▸ REQUIRED WORK: Each line with the word "flower" must appear in the answer, copied from the records.

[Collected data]
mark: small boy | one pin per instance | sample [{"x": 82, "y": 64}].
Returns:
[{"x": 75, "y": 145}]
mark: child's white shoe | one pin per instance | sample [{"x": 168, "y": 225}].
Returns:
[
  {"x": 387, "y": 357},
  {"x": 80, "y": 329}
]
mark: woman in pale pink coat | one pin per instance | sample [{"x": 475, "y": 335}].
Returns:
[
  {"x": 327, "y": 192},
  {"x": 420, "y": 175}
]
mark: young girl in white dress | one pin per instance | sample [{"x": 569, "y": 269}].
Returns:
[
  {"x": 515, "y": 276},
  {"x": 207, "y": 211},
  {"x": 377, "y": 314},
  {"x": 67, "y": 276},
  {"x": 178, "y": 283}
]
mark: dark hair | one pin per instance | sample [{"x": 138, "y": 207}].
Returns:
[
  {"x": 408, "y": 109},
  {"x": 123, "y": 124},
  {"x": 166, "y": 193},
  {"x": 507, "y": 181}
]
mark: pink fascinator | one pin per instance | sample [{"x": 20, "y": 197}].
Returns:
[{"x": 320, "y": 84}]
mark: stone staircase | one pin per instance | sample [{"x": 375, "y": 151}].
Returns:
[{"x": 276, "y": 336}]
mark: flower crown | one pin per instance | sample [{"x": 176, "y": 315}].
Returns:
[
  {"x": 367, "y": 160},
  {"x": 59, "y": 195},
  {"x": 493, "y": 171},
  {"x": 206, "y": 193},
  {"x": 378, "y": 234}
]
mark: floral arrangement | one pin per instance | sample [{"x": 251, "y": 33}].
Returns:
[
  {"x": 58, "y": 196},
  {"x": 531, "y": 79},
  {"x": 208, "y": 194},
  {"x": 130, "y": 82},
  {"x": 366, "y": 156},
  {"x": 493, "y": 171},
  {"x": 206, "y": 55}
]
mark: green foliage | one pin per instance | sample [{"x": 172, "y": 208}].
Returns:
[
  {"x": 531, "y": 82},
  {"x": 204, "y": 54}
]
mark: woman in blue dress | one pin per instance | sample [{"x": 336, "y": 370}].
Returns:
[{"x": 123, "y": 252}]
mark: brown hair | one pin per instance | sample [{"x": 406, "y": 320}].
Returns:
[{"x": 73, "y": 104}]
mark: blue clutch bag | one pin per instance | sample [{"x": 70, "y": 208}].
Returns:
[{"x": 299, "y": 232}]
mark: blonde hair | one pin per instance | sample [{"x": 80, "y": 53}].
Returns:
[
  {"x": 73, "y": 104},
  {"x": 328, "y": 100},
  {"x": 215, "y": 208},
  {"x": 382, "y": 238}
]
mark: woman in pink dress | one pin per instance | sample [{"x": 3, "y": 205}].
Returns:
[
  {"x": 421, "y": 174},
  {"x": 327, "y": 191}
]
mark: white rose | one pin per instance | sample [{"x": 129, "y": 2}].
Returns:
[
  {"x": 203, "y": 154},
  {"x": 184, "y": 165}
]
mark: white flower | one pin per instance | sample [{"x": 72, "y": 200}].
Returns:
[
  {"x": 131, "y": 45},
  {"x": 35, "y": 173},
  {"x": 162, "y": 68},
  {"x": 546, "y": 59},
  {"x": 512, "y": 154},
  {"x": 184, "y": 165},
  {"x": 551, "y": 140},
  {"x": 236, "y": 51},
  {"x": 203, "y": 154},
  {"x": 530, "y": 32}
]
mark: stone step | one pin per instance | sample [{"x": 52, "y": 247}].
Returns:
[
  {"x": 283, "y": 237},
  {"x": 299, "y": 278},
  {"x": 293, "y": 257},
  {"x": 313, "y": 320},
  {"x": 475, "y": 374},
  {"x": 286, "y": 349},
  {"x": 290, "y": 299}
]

▸ ANSWER FOR THIS EXERCISE:
mark: flower crown | one pin per instance | sample [{"x": 176, "y": 315}].
mark: white flower | one pin per instance | sample [{"x": 72, "y": 200}].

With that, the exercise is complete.